(Image point grounding data)
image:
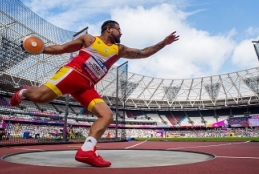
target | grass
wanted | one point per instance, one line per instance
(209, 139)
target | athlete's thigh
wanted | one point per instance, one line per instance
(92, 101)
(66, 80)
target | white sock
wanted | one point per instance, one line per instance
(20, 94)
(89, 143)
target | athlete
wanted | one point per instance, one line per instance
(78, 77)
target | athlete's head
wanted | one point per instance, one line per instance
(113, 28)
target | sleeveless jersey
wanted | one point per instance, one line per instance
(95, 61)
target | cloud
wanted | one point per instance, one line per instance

---

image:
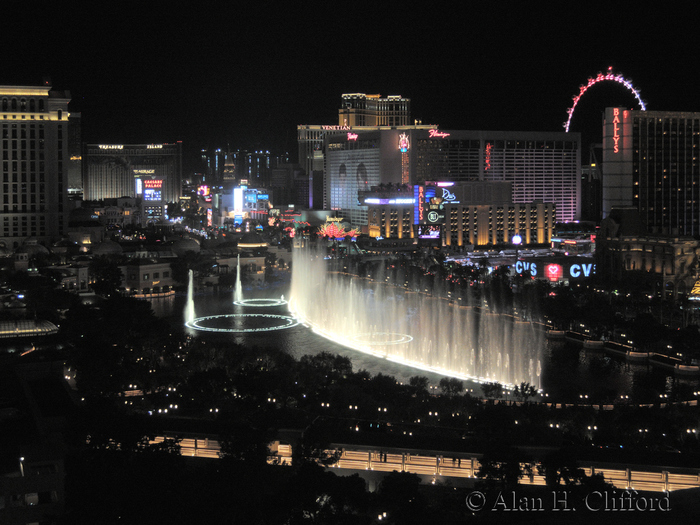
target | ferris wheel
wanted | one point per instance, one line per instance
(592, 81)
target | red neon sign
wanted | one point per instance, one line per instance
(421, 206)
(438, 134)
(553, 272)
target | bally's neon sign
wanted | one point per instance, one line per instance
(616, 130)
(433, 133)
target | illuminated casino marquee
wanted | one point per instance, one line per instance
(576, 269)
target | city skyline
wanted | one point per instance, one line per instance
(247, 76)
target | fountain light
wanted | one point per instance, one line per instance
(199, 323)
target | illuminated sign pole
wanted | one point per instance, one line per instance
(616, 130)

--

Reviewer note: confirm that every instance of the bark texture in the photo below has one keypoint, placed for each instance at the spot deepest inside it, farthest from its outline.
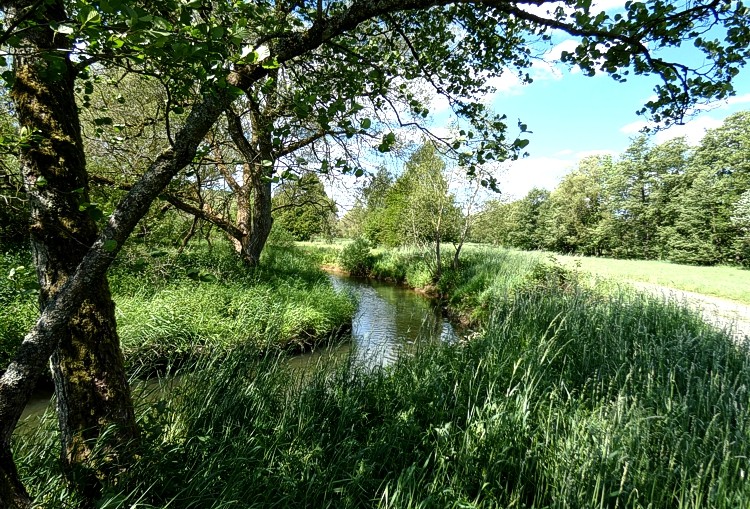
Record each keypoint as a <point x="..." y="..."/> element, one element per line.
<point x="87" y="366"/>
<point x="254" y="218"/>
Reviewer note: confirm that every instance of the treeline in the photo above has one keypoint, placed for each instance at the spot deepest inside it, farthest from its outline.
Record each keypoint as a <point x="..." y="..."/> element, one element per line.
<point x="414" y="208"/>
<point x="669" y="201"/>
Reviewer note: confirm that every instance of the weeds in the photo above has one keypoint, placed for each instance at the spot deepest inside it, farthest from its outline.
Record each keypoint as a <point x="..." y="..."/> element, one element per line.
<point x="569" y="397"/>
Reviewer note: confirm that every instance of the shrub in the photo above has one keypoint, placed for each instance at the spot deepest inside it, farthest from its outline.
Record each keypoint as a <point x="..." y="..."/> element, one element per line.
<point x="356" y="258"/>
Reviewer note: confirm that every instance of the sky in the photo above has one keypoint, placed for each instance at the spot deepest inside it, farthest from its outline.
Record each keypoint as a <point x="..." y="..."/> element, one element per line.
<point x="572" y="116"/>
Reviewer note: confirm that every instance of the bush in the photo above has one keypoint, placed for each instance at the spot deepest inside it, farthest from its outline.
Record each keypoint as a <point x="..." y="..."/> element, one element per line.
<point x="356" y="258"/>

_TASK INSTRUCTIONS_. What are the lines above that hold the string "neon"? Copy them.

_YOUR RESPONSE_.
target | red neon sign
target | bally's neon sign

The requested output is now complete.